> **Quoted passage**:
>>>

In this specific case, I would not blame IPv6 or RFC 2460 but rather my
own company (even if the affected versions were quite old as new IOS-XR
versions appear to be immune to this bug). And I appreciate the humor in
your rhetorical question about which FW could protect a CRS... Air gap
probably :-)

More generally, regarding the 'parsing of the header' and performance, my
understanding (and I am NOT a HW engineer) is that there are multiple ways
to parse the header chain:
- purely software in low-end devices, should have a marginal performance
- specific ASIC in middle-end devices (read high end enterprise), probably
some limitations and heavy performance impact (but again within one
organization, so, easier to fix the root cause)
- a lot of specialized network processors in high-end devices (SP gears),
which is a similar case as the 'low-end device', performance impact but
marginal as parsing the chain of headers is not that hard after all _when_
coded correctly

As the extension headers are specific to IPv6, this is an area when we
will all learn (and have learned already) a lot of things...

I respectfully disagree with your last sentence. Of course, destination
AS/host SHOULD only accept useful, known and legit ext headers; but, why
would an ISP filter on ext headers if they do not harm their own infra or
a customer infra? Do you envision an Internet where only TCP/443 and
UDP/43 would be accepted?

Last point, the Internet will have to use IPv6 for 10 or 20 years at
least. If the IETF/ISP block all new _options_ in _existing_ extension
headers, then we will be stuck in 1997 for network innovation. While I do
not like taking security risks, I even fear more the lack of innovation.

Let's talk on Thursday at Silvia's IPv6 Conference in Zurich ;-)


On 11/06/15 11:58, "Enno Rey" <> wrote:
>the problem here is the definition of "normal IP packet" as of RFC2460.
>To illustrate this I just quote from today's Cisco advisory (Cisco IOS XR
>Software Crafted IPv6 Packet Denial of Service Vulnerability) on packets
>potentially crashing CRS-3 line cards:
>"The vulnerability is due to incorrect processing of an IPv6 packet
>carrying IPv6 extension headers that are valid but unlikely to be seen
>during normal operation. An attacker could exploit this vulnerability by
>sending such an IPv6 packet to an affected device that is configured to
>process IPv6 traffic. An exploit could allow the attacker to cause a
>reload of the line card, resulting in a DoS condition."

<<<

> **Supplied data**:
>>>

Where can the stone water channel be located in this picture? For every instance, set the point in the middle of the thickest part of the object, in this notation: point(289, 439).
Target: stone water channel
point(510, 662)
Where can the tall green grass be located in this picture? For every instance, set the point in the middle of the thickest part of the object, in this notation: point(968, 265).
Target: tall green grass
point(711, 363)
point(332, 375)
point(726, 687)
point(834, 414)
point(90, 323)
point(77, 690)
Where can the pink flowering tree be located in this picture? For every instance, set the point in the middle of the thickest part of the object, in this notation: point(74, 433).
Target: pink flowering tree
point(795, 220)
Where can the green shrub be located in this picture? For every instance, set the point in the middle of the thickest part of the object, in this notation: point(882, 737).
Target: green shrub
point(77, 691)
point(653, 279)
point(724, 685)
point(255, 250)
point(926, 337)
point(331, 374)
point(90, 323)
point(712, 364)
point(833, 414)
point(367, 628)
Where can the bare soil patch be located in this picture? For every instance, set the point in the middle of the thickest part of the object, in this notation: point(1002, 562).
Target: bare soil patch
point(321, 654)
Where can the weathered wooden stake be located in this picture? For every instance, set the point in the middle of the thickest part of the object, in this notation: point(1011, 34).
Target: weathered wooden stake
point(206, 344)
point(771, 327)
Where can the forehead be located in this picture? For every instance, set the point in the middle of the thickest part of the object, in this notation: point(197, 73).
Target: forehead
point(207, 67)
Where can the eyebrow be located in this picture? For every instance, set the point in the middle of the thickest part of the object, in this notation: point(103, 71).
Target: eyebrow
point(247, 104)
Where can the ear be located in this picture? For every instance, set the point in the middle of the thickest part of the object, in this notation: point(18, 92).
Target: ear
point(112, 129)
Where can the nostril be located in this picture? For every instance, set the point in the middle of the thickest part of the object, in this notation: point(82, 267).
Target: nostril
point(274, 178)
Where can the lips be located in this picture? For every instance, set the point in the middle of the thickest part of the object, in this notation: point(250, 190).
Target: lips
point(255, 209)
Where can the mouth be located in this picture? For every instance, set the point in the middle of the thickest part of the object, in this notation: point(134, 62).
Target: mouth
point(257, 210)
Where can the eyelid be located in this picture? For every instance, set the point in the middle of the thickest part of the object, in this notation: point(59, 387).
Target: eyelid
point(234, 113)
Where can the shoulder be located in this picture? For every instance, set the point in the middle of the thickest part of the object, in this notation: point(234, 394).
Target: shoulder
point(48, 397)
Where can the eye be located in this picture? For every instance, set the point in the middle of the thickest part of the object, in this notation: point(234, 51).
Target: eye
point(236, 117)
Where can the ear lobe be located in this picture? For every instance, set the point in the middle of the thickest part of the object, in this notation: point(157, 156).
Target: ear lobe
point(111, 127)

<<<

> **Set exercise**: Repeat the part of the IPv6 extension header message starting with "I respectfully disagree" and going on through "lack of innovation.", word for word.

> **Finished task**:
I respectfully disagree with your last sentence. Of course, destination
AS/host SHOULD only accept useful, known and legit ext headers; but, why
would an ISP filter on ext headers if they do not harm their own infra or
a customer infra? Do you envision an Internet where only TCP/443 and
UDP/43 would be accepted?

Last point, the Internet will have to use IPv6 for 10 or 20 years at
least. If the IETF/ISP block all new _options_ in _existing_ extension
headers, then we will be stuck in 1997 for network innovation. While I do
not like taking security risks, I even fear more the lack of innovation.